» **EXCERPT TO READ**

• • • • •

IMO, it should be treated like alcohol - any residual effects in the system when you show up for work should be treated as a firing offense. However, how does one differentiate between measurable THC and measurable effects of THC?
I do not necessarily disagree that it should be legalized, but I have concerns about employers getting shafted with liability they cannot legally control.
It means you violated federal law. That was, apparently, grounds for termination.
Any empoyer has the natural right to set any employment conditions they deem fit; I'm not aware of any impediment in state or federal law to saying 'no use of legal mind-altering drug X (alcohol, marijuana, whatever) or you're fired'
States want federal money.
How do you Fedzilla gets them to do anything?
How do you think we got a standard BAC number passed for all 50?
In cases like this, I have zero prob with federal blackmail.
This pro-Constitution, pro-limited government site may not be the place for you. I hear DU is big on Fedzilla ...
Set employment standards?!
ROTF!
https://www.jdsupra.com/legalnews/new-york-law-protects-employee-1275108/
States don’t have to accept federal money.
There’s zero in the constitution about states getting free money from Fedzilla.
Did you have a cow about Fedzilla strong-arming states to get the .08 BAC standard in all 50?
There’s zero in the constitution about states getting free money from Fedzilla.
There’s zero in the constitution about Fedzilla directing funds toward anything outside their enumerated powers.
Like I said ...

• • • • •

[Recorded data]
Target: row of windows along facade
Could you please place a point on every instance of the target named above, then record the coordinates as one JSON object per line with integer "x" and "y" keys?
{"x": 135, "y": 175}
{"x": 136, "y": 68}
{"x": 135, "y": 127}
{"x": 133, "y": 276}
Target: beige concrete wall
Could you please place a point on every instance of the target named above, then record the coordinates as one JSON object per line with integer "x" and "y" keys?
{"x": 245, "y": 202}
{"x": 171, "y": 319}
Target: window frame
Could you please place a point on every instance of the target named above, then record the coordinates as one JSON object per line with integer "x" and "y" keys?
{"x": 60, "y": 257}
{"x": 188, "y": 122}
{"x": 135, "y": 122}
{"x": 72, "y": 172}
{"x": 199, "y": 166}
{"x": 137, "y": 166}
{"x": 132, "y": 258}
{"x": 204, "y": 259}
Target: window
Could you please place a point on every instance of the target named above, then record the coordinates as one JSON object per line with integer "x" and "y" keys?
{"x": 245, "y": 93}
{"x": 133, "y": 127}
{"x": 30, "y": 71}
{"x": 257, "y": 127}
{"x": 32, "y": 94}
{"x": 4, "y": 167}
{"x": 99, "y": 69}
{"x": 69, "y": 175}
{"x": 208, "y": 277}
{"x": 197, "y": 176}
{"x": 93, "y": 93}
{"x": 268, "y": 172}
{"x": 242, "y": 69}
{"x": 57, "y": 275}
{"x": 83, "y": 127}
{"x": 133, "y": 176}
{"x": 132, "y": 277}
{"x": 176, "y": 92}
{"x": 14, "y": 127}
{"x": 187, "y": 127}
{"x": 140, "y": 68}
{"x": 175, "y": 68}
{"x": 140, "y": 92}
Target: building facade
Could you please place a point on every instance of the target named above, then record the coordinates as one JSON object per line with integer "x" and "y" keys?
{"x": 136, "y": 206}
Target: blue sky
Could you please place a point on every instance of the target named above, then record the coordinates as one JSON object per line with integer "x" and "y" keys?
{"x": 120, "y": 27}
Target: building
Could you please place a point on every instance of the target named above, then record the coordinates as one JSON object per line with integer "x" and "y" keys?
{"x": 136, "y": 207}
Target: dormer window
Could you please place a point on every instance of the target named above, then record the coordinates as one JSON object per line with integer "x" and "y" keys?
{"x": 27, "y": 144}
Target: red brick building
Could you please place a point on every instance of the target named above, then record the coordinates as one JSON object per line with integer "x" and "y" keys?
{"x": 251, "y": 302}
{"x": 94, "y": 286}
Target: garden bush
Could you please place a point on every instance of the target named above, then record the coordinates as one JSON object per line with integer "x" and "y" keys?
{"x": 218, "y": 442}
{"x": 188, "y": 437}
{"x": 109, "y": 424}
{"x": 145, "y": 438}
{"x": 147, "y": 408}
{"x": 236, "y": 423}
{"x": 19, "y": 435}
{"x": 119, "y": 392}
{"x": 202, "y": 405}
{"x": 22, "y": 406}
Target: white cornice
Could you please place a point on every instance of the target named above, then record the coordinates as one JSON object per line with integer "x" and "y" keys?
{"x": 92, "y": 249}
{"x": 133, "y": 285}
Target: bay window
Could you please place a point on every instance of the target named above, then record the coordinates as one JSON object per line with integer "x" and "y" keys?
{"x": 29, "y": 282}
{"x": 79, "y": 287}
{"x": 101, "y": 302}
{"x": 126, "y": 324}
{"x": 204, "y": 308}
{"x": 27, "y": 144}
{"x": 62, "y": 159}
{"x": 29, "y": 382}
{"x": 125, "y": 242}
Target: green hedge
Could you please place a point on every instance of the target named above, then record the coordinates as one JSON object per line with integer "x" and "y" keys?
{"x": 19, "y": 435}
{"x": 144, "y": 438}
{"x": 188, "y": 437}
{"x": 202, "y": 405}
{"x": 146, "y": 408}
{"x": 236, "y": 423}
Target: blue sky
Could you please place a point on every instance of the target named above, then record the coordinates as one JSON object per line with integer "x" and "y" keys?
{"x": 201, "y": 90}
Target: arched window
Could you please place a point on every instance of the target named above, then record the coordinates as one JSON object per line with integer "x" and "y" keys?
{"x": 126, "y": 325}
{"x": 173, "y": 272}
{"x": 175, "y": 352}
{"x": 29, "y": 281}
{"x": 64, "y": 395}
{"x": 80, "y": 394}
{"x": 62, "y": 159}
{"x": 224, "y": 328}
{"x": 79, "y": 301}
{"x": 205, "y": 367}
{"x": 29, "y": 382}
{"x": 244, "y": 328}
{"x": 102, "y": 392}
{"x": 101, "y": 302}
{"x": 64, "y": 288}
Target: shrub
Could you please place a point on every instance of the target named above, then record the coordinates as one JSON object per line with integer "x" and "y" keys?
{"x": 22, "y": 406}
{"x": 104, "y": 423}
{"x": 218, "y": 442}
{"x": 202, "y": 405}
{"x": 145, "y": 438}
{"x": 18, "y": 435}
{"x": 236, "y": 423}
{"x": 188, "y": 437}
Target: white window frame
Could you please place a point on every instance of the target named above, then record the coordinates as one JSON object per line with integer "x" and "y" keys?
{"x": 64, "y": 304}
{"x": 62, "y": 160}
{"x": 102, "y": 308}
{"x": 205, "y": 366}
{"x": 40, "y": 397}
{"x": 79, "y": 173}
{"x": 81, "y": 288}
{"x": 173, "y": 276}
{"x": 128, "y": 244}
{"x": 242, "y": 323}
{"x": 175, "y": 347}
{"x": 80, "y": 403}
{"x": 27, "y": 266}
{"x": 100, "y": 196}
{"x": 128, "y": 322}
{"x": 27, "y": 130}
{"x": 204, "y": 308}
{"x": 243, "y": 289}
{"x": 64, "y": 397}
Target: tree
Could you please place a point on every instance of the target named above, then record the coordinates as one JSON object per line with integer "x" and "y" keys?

• • • • •

» **WORK TO BE COMPLETED**
Transcribe the entire forum discussion about marijuana use and employment, word for word. The recorded data has no connection to the text.

» **WRITTEN RESPONSE**
IMO, it should be treated like alcohol - any residual effects in the system when you show up for work should be treated as a firing offense. However, how does one differentiate between measurable THC and measurable effects of THC?
I do not necessarily disagree that it should be legalized, but I have concerns about employers getting shafted with liability they cannot legally control.
It means you violated federal law. That was, apparently, grounds for termination.
Any empoyer has the natural right to set any employment conditions they deem fit; I'm not aware of any impediment in state or federal law to saying 'no use of legal mind-altering drug X (alcohol, marijuana, whatever) or you're fired'
States want federal money.
How do you Fedzilla gets them to do anything?
How do you think we got a standard BAC number passed for all 50?
In cases like this, I have zero prob with federal blackmail.
This pro-Constitution, pro-limited government site may not be the place for you. I hear DU is big on Fedzilla ...
Set employment standards?!
ROTF!
https://www.jdsupra.com/legalnews/new-york-law-protects-employee-1275108/
States don’t have to accept federal money.
There’s zero in the constitution about states getting free money from Fedzilla.
Did you have a cow about Fedzilla strong-arming states to get the .08 BAC standard in all 50?
There’s zero in the constitution about states getting free money from Fedzilla.
There’s zero in the constitution about Fedzilla directing funds toward anything outside their enumerated powers.
Like I said ...